Point labeling dataset excerpts
··········

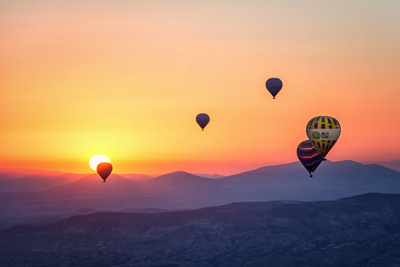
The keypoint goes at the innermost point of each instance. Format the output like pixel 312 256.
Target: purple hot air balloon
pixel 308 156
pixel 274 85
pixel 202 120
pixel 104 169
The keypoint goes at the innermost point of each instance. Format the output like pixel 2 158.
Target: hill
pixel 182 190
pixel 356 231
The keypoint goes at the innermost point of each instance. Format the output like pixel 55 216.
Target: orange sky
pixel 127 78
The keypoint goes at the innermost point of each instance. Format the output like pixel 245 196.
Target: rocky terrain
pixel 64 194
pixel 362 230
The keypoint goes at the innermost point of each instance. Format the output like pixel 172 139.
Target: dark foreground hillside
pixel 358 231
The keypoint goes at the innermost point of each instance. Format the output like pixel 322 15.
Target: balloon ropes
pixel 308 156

··········

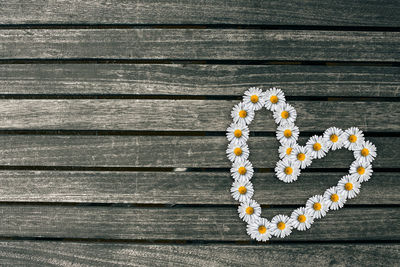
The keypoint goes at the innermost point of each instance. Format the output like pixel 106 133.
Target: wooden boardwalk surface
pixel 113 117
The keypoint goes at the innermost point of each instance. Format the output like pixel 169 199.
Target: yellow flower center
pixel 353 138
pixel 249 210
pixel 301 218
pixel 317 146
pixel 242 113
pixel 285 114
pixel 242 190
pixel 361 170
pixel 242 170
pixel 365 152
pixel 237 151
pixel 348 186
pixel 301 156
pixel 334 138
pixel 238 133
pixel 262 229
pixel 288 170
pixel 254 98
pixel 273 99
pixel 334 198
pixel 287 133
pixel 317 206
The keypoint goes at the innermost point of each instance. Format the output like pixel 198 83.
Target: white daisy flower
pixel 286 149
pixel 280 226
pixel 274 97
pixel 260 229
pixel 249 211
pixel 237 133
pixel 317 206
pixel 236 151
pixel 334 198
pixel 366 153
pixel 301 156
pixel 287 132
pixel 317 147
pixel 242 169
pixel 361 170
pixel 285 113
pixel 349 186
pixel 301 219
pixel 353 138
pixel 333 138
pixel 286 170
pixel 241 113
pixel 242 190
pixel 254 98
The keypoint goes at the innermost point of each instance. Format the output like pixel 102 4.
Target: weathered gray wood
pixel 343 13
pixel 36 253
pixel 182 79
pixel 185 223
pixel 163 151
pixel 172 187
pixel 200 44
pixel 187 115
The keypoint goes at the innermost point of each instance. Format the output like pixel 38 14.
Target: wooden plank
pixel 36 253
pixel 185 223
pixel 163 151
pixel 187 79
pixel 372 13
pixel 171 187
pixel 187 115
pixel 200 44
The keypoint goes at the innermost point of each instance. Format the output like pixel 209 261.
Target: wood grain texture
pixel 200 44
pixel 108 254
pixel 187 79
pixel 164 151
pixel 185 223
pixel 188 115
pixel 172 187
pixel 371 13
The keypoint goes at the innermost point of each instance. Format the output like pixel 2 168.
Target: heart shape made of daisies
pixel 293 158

··········

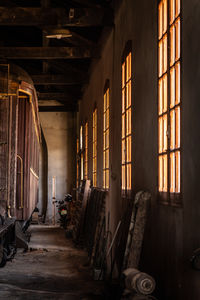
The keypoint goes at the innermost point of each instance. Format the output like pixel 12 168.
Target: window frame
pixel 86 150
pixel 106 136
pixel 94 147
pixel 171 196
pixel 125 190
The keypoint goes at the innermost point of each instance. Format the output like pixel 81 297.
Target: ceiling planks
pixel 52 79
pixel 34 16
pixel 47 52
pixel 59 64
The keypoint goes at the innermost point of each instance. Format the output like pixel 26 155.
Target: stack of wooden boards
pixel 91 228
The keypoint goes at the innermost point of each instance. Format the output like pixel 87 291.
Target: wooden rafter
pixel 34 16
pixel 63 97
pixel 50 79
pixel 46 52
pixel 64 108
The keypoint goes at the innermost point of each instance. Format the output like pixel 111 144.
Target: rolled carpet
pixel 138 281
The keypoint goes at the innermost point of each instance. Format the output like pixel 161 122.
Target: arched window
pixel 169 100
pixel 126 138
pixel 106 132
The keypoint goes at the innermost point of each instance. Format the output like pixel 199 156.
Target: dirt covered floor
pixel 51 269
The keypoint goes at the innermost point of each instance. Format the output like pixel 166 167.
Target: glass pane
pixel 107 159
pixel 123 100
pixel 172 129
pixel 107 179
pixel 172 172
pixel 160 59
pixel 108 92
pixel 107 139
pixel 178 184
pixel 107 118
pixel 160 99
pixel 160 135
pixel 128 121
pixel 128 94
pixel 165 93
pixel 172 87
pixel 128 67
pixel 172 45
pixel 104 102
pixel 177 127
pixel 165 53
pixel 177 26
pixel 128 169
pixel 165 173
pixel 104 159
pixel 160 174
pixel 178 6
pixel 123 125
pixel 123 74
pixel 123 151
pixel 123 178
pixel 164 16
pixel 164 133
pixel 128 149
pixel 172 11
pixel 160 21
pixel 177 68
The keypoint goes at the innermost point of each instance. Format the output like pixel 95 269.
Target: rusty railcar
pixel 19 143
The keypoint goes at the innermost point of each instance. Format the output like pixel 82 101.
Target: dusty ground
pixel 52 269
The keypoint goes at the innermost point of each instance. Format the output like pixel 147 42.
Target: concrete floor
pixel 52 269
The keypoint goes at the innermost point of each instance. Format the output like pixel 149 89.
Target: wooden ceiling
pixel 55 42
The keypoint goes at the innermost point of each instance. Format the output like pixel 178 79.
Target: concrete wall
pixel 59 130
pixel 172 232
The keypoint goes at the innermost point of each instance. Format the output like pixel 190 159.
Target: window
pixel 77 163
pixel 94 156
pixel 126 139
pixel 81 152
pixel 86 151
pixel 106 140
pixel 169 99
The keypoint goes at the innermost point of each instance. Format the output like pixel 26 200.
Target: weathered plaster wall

··········

▸ What to produce: Reproduce the data from the line with "pixel 149 89." up to and including the line with "Target: weathered plaster wall", substituting "timber ceiling" for "wooden ceiling" and leaving all else unchanged.

▸ Complete output:
The keypoint goes at the innermost point of each instance. Format the output like pixel 149 89.
Target: timber ceiling
pixel 55 42
The keypoint goes at the innermost point of each instance. Format the output like pixel 178 79.
Target: concrete wall
pixel 59 130
pixel 172 232
The keypoint goes at the innermost point of each instance. Format the output like pixel 190 159.
Target: window
pixel 77 163
pixel 94 156
pixel 126 139
pixel 81 152
pixel 86 151
pixel 106 140
pixel 169 99
The keypoint goes at the innermost point of each instance. Format the output like pixel 26 200.
Target: weathered plaster wall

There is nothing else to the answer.